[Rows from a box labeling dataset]
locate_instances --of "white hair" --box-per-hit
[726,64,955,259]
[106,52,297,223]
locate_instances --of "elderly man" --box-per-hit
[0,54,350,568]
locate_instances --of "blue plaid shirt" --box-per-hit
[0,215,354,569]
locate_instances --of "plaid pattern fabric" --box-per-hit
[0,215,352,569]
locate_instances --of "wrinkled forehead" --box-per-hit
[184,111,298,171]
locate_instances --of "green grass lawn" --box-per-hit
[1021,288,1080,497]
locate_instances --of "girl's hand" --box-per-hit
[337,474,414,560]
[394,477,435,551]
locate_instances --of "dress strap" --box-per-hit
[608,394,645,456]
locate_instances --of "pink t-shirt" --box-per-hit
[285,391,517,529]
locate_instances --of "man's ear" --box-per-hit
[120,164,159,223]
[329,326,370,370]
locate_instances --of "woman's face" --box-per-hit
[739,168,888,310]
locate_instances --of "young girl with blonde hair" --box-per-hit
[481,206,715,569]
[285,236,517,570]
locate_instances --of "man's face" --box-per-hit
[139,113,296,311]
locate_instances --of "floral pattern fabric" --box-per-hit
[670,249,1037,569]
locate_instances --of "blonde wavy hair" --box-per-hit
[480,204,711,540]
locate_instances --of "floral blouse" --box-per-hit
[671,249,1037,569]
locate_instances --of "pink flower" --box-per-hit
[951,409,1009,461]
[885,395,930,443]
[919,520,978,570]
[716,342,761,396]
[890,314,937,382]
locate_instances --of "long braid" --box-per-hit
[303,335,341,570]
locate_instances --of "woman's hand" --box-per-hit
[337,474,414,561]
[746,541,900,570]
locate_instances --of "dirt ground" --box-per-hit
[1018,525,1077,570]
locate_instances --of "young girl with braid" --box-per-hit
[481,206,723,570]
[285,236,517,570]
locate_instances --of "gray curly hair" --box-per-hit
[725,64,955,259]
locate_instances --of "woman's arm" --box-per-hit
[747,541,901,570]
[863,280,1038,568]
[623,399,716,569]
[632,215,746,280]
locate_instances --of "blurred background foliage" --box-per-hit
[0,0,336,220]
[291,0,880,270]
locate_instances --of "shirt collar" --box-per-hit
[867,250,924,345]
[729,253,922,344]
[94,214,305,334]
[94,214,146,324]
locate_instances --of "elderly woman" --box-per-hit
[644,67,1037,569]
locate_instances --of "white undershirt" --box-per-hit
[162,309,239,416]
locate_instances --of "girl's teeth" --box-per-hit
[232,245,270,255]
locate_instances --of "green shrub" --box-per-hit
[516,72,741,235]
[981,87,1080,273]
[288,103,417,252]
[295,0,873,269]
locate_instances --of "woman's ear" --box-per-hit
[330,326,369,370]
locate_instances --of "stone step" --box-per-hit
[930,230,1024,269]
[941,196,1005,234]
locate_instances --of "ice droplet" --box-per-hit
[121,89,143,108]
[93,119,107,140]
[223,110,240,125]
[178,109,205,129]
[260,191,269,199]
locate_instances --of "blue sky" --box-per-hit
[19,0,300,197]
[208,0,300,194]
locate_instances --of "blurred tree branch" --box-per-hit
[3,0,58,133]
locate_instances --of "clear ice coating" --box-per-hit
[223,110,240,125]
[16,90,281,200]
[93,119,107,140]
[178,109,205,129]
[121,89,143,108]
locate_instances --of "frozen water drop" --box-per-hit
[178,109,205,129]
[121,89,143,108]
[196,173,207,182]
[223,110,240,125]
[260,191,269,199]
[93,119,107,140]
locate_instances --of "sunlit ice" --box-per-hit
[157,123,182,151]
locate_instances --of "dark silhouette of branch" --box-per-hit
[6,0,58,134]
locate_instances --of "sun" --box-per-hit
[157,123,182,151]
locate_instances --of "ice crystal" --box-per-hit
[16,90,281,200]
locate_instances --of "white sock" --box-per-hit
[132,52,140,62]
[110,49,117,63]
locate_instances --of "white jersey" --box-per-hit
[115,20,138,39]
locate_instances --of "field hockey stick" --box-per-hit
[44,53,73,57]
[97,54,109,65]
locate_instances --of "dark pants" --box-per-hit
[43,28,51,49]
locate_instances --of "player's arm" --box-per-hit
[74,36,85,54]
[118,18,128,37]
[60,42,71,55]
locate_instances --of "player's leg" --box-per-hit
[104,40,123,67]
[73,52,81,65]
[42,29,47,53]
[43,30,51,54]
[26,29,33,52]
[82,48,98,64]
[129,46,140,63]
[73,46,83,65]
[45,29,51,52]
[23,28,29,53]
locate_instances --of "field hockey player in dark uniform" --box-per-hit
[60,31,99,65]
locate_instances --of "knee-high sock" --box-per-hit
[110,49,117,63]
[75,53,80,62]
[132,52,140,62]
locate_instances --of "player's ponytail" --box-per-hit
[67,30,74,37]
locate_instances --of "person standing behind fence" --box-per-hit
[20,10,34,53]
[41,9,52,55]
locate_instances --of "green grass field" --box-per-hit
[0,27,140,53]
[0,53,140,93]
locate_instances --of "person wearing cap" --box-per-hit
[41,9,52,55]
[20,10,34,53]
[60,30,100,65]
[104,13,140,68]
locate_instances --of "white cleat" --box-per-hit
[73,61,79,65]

▸ **STATED EXERCISE**
Pull out every line of the material that contains the string "pattern". Matching is case-sensitive.

▸ **ANSWER FOR THE TASK**
locate_instances --of "plaid pattern fabric" --box-per-hit
locate_instances --of "floral pattern fabric" --box-per-hit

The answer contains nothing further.